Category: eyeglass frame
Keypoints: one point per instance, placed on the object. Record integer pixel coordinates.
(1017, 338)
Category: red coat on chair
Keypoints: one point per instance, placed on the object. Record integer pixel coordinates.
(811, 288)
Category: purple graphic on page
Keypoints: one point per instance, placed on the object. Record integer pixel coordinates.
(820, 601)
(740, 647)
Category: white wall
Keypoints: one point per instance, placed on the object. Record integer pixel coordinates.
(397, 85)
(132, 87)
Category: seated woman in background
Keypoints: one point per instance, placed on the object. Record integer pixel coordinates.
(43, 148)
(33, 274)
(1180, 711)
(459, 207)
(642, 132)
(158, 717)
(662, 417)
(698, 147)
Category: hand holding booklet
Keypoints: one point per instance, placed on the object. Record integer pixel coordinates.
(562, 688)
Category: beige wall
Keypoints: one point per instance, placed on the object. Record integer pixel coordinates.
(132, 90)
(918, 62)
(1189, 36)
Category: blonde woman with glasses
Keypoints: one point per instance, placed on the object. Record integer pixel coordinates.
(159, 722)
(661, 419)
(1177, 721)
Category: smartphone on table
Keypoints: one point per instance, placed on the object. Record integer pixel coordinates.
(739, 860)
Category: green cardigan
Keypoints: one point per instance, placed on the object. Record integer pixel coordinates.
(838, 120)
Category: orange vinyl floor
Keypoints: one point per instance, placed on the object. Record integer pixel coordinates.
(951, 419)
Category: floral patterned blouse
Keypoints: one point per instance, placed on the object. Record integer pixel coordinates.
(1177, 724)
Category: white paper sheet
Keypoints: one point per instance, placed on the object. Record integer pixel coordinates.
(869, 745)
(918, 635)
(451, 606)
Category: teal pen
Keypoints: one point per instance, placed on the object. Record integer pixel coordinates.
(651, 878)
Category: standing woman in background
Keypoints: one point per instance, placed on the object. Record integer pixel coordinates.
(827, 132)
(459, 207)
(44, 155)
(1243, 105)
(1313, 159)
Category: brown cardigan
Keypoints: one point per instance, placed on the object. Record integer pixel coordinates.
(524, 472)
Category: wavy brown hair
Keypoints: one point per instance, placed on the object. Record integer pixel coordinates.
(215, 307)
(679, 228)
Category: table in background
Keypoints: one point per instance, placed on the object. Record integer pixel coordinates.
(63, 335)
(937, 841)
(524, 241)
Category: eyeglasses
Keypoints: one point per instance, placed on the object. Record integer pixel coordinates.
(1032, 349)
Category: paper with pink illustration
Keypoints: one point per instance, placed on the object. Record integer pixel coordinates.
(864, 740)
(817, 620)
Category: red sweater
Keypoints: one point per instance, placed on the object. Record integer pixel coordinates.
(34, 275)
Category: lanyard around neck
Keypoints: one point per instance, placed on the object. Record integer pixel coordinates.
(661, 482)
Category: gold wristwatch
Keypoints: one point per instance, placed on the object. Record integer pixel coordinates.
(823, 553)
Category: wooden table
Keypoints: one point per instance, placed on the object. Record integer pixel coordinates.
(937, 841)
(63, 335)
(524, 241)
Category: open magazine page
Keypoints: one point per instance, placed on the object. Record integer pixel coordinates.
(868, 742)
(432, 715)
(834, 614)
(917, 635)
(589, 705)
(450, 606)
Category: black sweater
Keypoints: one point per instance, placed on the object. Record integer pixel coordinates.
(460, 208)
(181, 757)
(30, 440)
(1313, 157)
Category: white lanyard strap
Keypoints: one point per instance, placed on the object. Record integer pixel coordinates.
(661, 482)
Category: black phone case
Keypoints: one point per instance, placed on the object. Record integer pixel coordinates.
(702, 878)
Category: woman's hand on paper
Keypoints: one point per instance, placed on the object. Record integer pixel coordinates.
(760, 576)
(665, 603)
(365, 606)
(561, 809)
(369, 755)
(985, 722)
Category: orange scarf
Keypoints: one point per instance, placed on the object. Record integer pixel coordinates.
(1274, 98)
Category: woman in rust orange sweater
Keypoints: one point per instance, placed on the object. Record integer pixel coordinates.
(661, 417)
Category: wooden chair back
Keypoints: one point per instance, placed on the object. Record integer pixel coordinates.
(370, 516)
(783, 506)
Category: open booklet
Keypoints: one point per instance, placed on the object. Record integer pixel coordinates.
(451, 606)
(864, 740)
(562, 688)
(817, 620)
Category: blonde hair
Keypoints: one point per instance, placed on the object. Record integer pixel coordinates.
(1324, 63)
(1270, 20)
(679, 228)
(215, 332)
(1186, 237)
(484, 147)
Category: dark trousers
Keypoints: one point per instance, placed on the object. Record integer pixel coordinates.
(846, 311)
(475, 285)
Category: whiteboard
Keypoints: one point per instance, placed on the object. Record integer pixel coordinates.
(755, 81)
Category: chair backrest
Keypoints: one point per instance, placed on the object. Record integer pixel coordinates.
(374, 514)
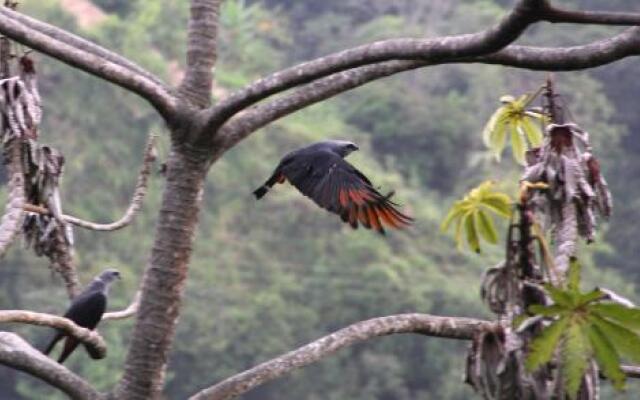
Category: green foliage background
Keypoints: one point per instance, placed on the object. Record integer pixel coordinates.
(272, 275)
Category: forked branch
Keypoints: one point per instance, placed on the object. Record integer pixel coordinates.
(428, 51)
(128, 312)
(90, 338)
(89, 62)
(136, 201)
(537, 58)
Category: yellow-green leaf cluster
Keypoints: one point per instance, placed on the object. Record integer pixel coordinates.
(473, 215)
(514, 119)
(585, 328)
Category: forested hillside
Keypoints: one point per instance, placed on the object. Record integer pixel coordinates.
(271, 275)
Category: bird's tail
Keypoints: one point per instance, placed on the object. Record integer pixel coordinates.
(277, 177)
(69, 346)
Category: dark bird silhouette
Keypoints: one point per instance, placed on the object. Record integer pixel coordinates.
(86, 310)
(320, 172)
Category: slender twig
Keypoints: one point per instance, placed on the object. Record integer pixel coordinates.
(96, 65)
(128, 312)
(436, 50)
(11, 221)
(201, 51)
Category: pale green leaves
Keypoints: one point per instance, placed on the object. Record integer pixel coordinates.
(472, 216)
(585, 328)
(521, 124)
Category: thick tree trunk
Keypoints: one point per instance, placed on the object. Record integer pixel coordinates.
(165, 276)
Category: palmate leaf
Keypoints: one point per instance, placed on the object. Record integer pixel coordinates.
(499, 203)
(486, 227)
(544, 345)
(472, 231)
(576, 351)
(532, 130)
(472, 216)
(573, 278)
(592, 328)
(559, 296)
(606, 356)
(547, 311)
(518, 147)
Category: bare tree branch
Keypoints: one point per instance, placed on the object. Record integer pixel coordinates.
(201, 51)
(128, 312)
(538, 58)
(90, 338)
(136, 201)
(11, 221)
(437, 50)
(96, 65)
(632, 371)
(17, 353)
(79, 43)
(61, 258)
(424, 324)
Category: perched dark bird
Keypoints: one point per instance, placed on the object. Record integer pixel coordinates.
(320, 172)
(86, 310)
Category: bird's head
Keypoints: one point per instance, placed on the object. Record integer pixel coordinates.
(109, 275)
(342, 147)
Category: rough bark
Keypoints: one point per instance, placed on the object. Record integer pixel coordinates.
(96, 65)
(135, 205)
(165, 276)
(18, 354)
(166, 271)
(201, 52)
(536, 58)
(446, 327)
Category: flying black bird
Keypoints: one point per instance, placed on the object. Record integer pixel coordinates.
(320, 172)
(86, 310)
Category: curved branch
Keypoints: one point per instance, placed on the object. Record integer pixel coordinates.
(201, 51)
(424, 324)
(11, 221)
(483, 42)
(436, 50)
(157, 95)
(79, 43)
(136, 201)
(128, 312)
(90, 338)
(16, 353)
(537, 58)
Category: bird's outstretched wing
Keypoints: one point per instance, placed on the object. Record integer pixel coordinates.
(334, 184)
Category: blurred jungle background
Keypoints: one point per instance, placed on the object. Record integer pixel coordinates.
(272, 275)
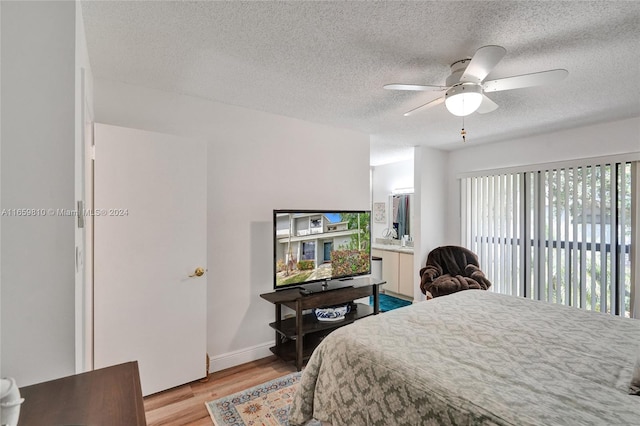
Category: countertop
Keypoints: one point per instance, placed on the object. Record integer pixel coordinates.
(392, 247)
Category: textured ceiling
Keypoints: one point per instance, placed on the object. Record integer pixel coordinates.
(326, 62)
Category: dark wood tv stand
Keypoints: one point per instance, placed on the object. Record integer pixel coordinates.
(297, 337)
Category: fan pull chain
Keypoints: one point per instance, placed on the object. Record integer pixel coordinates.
(463, 132)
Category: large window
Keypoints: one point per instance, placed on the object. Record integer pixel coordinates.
(561, 235)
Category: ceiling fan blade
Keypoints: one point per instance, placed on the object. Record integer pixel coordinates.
(416, 87)
(483, 61)
(487, 105)
(430, 104)
(525, 80)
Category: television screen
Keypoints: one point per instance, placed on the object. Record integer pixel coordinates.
(313, 245)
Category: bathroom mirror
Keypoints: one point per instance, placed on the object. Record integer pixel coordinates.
(400, 216)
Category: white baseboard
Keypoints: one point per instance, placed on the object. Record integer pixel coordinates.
(231, 359)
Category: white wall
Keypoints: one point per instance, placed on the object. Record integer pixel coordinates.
(431, 198)
(38, 78)
(257, 162)
(385, 179)
(613, 138)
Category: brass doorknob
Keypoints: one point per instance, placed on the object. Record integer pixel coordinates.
(197, 273)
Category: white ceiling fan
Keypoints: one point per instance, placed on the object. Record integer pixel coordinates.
(466, 89)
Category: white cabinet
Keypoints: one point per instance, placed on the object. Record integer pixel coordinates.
(397, 271)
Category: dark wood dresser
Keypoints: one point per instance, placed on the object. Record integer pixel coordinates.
(104, 397)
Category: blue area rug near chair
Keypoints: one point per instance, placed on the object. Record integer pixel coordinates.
(389, 303)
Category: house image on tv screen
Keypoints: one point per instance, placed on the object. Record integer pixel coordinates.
(314, 246)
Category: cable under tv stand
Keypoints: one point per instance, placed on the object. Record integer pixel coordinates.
(297, 337)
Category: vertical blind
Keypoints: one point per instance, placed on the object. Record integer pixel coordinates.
(559, 235)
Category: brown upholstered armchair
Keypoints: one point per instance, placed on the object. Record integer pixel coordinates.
(450, 269)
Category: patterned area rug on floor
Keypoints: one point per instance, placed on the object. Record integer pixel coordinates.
(266, 404)
(388, 303)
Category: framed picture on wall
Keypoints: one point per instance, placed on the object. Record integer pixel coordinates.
(380, 212)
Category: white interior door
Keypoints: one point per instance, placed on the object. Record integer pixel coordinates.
(149, 237)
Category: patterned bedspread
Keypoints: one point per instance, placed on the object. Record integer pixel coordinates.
(474, 357)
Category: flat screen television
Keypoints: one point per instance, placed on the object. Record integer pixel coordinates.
(320, 246)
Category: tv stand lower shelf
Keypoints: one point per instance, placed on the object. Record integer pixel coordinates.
(297, 337)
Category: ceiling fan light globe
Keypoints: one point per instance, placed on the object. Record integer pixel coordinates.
(463, 99)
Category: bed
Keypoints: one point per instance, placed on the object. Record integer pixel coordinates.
(474, 357)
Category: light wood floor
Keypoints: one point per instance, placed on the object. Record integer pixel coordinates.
(184, 405)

= = = = =

AIM OF THE EXERCISE: Extract exactly and only the lines above from the line containing "Category: hand holding booklet" through the line containing "Category: blonde woman with glasses", both end lines included.

ANSWER SPACE:
Category: hand holding booklet
Keypoints: one point per instance, placed on the object. Record integer pixel coordinates.
(562, 688)
Category: beige wall
Keypoints: one point per instance, placed on the object. Record integer pixel coordinates.
(132, 90)
(918, 62)
(1189, 36)
Category: blonde woman with glasses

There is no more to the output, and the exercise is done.